DIRECTIVE:
Revise the records below by changing every "with a pin" to "with a marker" and keeping everything else the same. Omit the pictures from your answer.

Records from a collection:
## Begin

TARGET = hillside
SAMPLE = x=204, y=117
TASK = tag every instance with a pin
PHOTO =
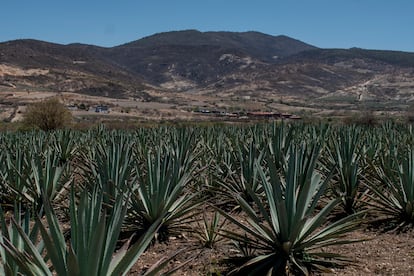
x=221, y=70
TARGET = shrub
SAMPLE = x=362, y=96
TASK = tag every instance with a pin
x=47, y=115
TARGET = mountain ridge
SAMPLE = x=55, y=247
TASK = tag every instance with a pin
x=228, y=64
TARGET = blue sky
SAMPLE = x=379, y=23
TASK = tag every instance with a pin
x=372, y=24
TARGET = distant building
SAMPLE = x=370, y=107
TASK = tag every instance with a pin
x=102, y=109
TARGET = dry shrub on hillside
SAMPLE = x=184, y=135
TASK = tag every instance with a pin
x=47, y=115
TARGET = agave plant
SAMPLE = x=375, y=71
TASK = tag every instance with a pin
x=241, y=171
x=13, y=234
x=93, y=240
x=285, y=230
x=345, y=155
x=162, y=195
x=393, y=188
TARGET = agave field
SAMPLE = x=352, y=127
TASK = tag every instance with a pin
x=277, y=196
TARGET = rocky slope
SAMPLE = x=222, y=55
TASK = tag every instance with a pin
x=250, y=65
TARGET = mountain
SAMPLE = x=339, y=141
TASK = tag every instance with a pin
x=249, y=65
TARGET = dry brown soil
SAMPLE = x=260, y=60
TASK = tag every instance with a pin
x=380, y=254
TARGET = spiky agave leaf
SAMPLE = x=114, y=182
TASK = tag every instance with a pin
x=284, y=226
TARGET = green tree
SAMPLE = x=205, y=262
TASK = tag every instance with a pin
x=47, y=115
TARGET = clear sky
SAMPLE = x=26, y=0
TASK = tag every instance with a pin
x=371, y=24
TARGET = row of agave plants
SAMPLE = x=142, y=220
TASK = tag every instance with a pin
x=91, y=202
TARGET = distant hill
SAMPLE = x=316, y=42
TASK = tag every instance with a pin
x=222, y=63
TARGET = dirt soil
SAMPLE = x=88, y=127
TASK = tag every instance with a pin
x=380, y=254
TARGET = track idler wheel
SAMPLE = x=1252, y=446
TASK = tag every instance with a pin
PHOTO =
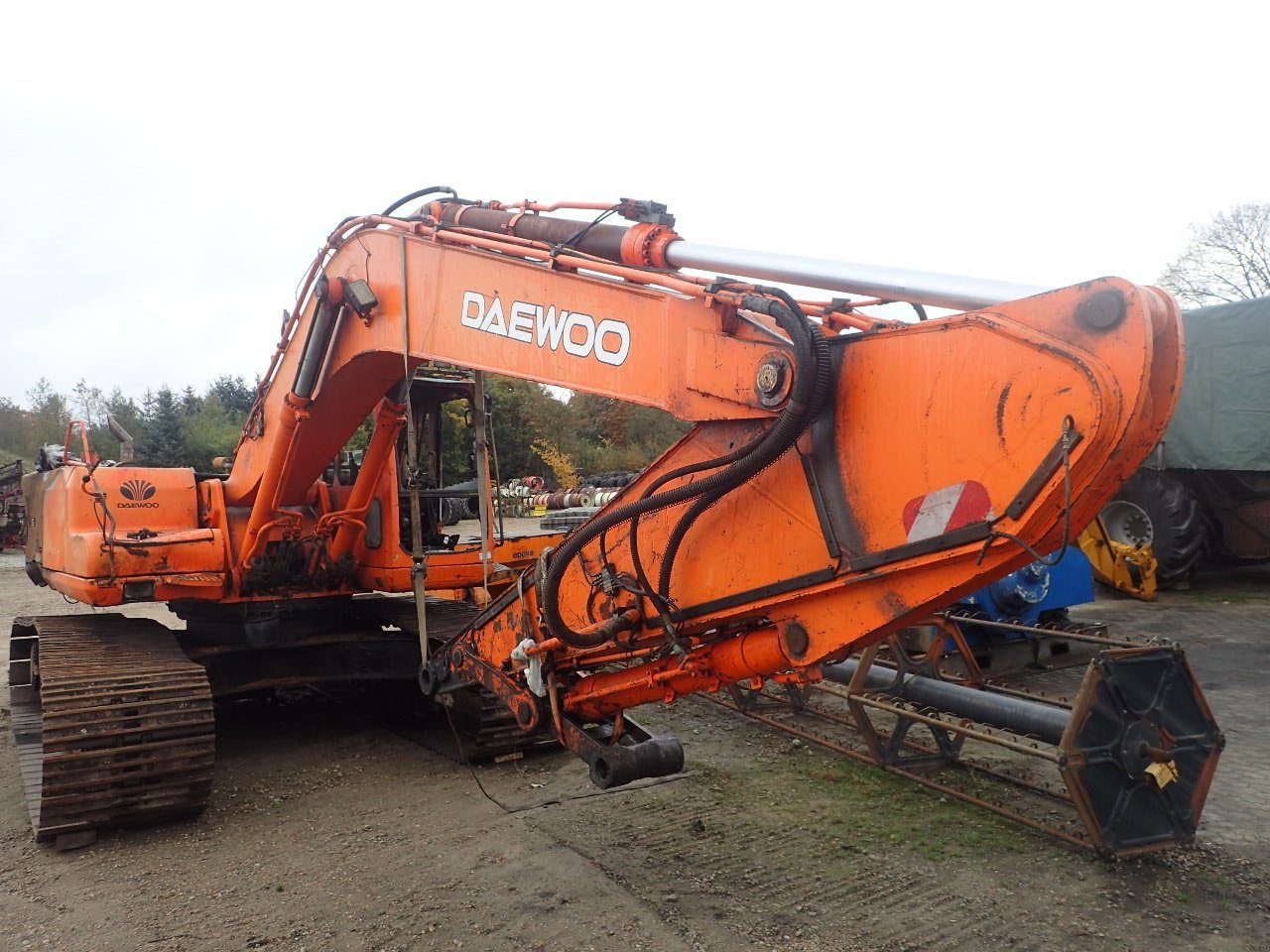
x=1141, y=751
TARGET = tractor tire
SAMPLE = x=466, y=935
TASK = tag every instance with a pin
x=1157, y=509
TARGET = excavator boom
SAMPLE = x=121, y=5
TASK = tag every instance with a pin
x=846, y=474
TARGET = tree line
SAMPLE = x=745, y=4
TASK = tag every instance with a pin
x=535, y=433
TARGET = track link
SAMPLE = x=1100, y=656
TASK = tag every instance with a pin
x=112, y=722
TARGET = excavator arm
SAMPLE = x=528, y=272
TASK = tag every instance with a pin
x=844, y=476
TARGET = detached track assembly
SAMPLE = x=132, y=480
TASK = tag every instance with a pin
x=113, y=725
x=1134, y=749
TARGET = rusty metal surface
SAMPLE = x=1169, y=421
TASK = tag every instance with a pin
x=1088, y=787
x=112, y=722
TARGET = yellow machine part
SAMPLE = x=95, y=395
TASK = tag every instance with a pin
x=1128, y=569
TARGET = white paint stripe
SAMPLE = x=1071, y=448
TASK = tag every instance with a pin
x=938, y=507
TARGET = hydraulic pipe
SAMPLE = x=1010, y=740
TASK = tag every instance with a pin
x=1016, y=715
x=658, y=245
x=874, y=281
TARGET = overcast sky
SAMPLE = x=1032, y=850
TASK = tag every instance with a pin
x=167, y=176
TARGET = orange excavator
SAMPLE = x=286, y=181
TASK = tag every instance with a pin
x=846, y=475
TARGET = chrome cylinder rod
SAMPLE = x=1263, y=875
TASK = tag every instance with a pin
x=1016, y=715
x=931, y=289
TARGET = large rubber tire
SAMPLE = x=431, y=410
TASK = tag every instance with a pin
x=1159, y=509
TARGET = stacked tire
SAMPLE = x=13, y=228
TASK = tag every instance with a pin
x=1159, y=509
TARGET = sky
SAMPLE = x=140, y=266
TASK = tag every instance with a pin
x=168, y=171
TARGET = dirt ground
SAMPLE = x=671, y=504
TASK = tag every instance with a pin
x=330, y=829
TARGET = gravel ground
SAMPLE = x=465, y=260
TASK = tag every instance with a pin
x=330, y=829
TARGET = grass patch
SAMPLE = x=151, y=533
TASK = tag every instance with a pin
x=862, y=807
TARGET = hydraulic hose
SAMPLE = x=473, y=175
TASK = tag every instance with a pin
x=812, y=379
x=421, y=193
x=816, y=388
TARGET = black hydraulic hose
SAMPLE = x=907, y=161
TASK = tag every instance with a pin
x=816, y=391
x=633, y=536
x=421, y=193
x=771, y=445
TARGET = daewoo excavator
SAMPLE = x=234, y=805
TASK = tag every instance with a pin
x=837, y=485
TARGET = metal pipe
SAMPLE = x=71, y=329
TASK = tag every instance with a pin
x=875, y=281
x=1011, y=714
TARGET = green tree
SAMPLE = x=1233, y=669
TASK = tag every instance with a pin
x=50, y=413
x=232, y=394
x=164, y=440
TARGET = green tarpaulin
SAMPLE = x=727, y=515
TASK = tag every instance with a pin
x=1223, y=413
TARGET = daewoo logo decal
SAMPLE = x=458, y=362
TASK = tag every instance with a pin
x=556, y=329
x=137, y=492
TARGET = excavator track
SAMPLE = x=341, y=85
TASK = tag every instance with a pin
x=112, y=722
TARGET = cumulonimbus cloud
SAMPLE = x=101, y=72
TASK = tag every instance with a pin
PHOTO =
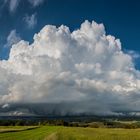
x=85, y=69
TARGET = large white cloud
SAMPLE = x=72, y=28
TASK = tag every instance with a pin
x=85, y=69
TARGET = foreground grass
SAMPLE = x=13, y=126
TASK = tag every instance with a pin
x=71, y=133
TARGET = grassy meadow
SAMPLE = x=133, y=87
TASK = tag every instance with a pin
x=67, y=133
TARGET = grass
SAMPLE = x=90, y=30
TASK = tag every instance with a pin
x=69, y=133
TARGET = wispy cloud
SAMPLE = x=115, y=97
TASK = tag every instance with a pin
x=30, y=20
x=13, y=4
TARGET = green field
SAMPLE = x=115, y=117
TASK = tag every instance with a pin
x=67, y=133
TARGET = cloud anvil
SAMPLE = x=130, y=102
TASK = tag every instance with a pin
x=84, y=69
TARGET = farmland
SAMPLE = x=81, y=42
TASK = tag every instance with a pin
x=67, y=133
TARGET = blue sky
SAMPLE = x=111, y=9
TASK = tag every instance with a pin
x=121, y=18
x=81, y=69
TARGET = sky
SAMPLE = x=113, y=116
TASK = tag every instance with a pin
x=121, y=18
x=69, y=56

## End

COMPLETE ANSWER:
TARGET = hillside
SAMPLE = x=204, y=117
TASK = tag every instance with a marker
PHOTO =
x=221, y=70
TARGET = shrub
SAMPLE = x=362, y=96
TASK = tag every instance with a marker
x=47, y=115
TARGET = mountain ridge
SAMPLE = x=55, y=247
TASK = tag every instance with a marker
x=228, y=64
TARGET = blue sky
SAMPLE = x=379, y=23
TASK = tag every instance with a marker
x=372, y=24
TARGET = distant building
SAMPLE = x=370, y=107
TASK = tag every instance with a marker
x=102, y=109
TARGET = dry shrub on hillside
SAMPLE = x=184, y=135
TASK = tag every instance with a marker
x=47, y=115
TARGET = agave plant
SAMPLE = x=375, y=71
TASK = tag every instance with a marker
x=241, y=171
x=13, y=234
x=93, y=240
x=285, y=230
x=345, y=155
x=162, y=195
x=393, y=188
TARGET = agave field
SAMPLE = x=352, y=127
TASK = tag every instance with a marker
x=277, y=196
TARGET = rocky slope
SAMPLE = x=222, y=55
TASK = tag every instance with a marker
x=250, y=65
TARGET = mountain
SAMPLE = x=339, y=141
TASK = tag every instance with a marker
x=249, y=65
TARGET = dry brown soil
SAMPLE = x=260, y=60
TASK = tag every instance with a marker
x=380, y=254
TARGET = spiky agave leaf
SAMPLE = x=114, y=182
TASK = tag every instance with a marker
x=284, y=226
TARGET = green tree
SAMPLE = x=205, y=262
TASK = tag every instance with a marker
x=47, y=115
TARGET = clear sky
SAMPLE = x=26, y=0
TASK = tag every instance with a marker
x=371, y=24
TARGET = row of agave plants
SAMPLE = x=142, y=220
TASK = tag every instance with a marker
x=91, y=202
TARGET = distant hill
SAMPLE = x=316, y=42
TASK = tag every instance with a marker
x=222, y=63
TARGET = dirt soil
SAMPLE = x=88, y=127
TASK = tag every instance with a marker
x=380, y=254
TARGET = track idler wheel
SAMPLE = x=1252, y=446
TASK = tag every instance with a marker
PHOTO =
x=1141, y=751
TARGET = tractor tire
SAMPLE = x=466, y=935
TASK = tag every instance with a marker
x=1157, y=509
TARGET = excavator boom
SAMPLE = x=121, y=5
TASK = tag every instance with a marker
x=846, y=474
TARGET = tree line
SAMPLE = x=745, y=4
TASK = tag every instance with a marker
x=535, y=433
TARGET = track link
SAMPLE = x=1100, y=656
TASK = tag every instance with a marker
x=112, y=722
TARGET = excavator arm
SAMPLE = x=528, y=272
TASK = tag every instance with a marker
x=844, y=476
TARGET = detached track assembly
SAMPLE = x=132, y=480
TASK = tag every instance with a marker
x=113, y=725
x=1134, y=749
TARGET = rusty metal surface
SAMPLE = x=1169, y=421
TASK = tag every instance with a marker
x=1088, y=787
x=112, y=722
TARGET = yellow machine part
SAMPLE = x=95, y=395
TASK = tag every instance with a marker
x=1128, y=569
TARGET = white paint stripe
SAMPLE = x=1071, y=448
TASK = tag every instance with a marker
x=938, y=507
TARGET = hydraulic pipe
SAMPLE = x=1010, y=740
TASK = tag every instance with a marker
x=1016, y=715
x=658, y=245
x=874, y=281
TARGET = overcast sky
SAMPLE = x=1032, y=850
TASK = tag every instance with a marker
x=167, y=176
TARGET = orange excavator
SAMPLE = x=286, y=181
TASK = tag every instance with a marker
x=846, y=475
TARGET = chrome cylinder rod
SAMPLE = x=1263, y=875
TASK = tag every instance with a marker
x=1016, y=715
x=931, y=289
TARGET = large rubber tire
SAMPLE = x=431, y=410
TASK = tag every instance with a marker
x=1159, y=509
TARGET = stacked tire
SAMPLE = x=13, y=228
TASK = tag every instance with a marker
x=1159, y=509
TARGET = sky
SAMPLE = x=140, y=266
TASK = tag every instance with a marker
x=168, y=171
TARGET = dirt ground
SAMPLE = x=671, y=504
TASK = tag every instance with a marker
x=330, y=829
TARGET = gravel ground
SAMPLE = x=465, y=260
TASK = tag every instance with a marker
x=330, y=829
TARGET = grass patch
SAMPLE = x=151, y=533
TASK = tag every instance with a marker
x=862, y=807
TARGET = hydraulic hose
SAMPLE = x=473, y=175
TASK = tag every instance with a marker
x=812, y=379
x=421, y=193
x=816, y=388
TARGET = black hydraulic hose
SAMPLE = x=907, y=161
TASK = tag every instance with a marker
x=816, y=391
x=633, y=536
x=421, y=193
x=771, y=445
TARGET = daewoo excavator
SAMPLE = x=234, y=805
TASK = tag every instance with a marker
x=837, y=485
TARGET = metal pipe
SAMPLE = x=71, y=329
TASK = tag every instance with a marker
x=875, y=281
x=1011, y=714
TARGET = green tree
SAMPLE = x=1233, y=669
TASK = tag every instance with a marker
x=50, y=413
x=232, y=394
x=164, y=440
TARGET = green tarpaulin
SAMPLE = x=727, y=515
TASK = tag every instance with a marker
x=1223, y=413
TARGET = daewoo logo decal
SAMPLE = x=458, y=362
TASK = tag every instance with a marker
x=556, y=329
x=137, y=492
TARGET = excavator track
SAMPLE = x=341, y=85
TASK = tag every instance with a marker
x=112, y=722
TARGET = cumulonimbus cloud
SAMPLE = x=101, y=72
TASK = tag every instance with a marker
PHOTO =
x=85, y=69
TARGET = large white cloud
SAMPLE = x=72, y=28
TASK = tag every instance with a marker
x=85, y=69
TARGET = foreground grass
SAMPLE = x=13, y=126
TASK = tag every instance with a marker
x=71, y=133
TARGET = grassy meadow
SAMPLE = x=133, y=87
TASK = tag every instance with a marker
x=67, y=133
TARGET = grass
SAMPLE = x=90, y=30
TASK = tag every instance with a marker
x=69, y=133
TARGET = wispy cloud
SAMPLE = x=115, y=97
TASK = tag every instance with a marker
x=30, y=20
x=13, y=4
TARGET = green field
SAMPLE = x=115, y=117
TASK = tag every instance with a marker
x=67, y=133
TARGET = cloud anvil
SAMPLE = x=130, y=102
TASK = tag every instance with a marker
x=84, y=69
TARGET = farmland
SAMPLE = x=81, y=42
TASK = tag every instance with a marker
x=67, y=133
TARGET = blue sky
SAMPLE = x=111, y=9
TASK = tag every instance with a marker
x=121, y=18
x=81, y=69
TARGET = sky
SAMPLE = x=113, y=116
TASK = tag every instance with a marker
x=121, y=18
x=69, y=56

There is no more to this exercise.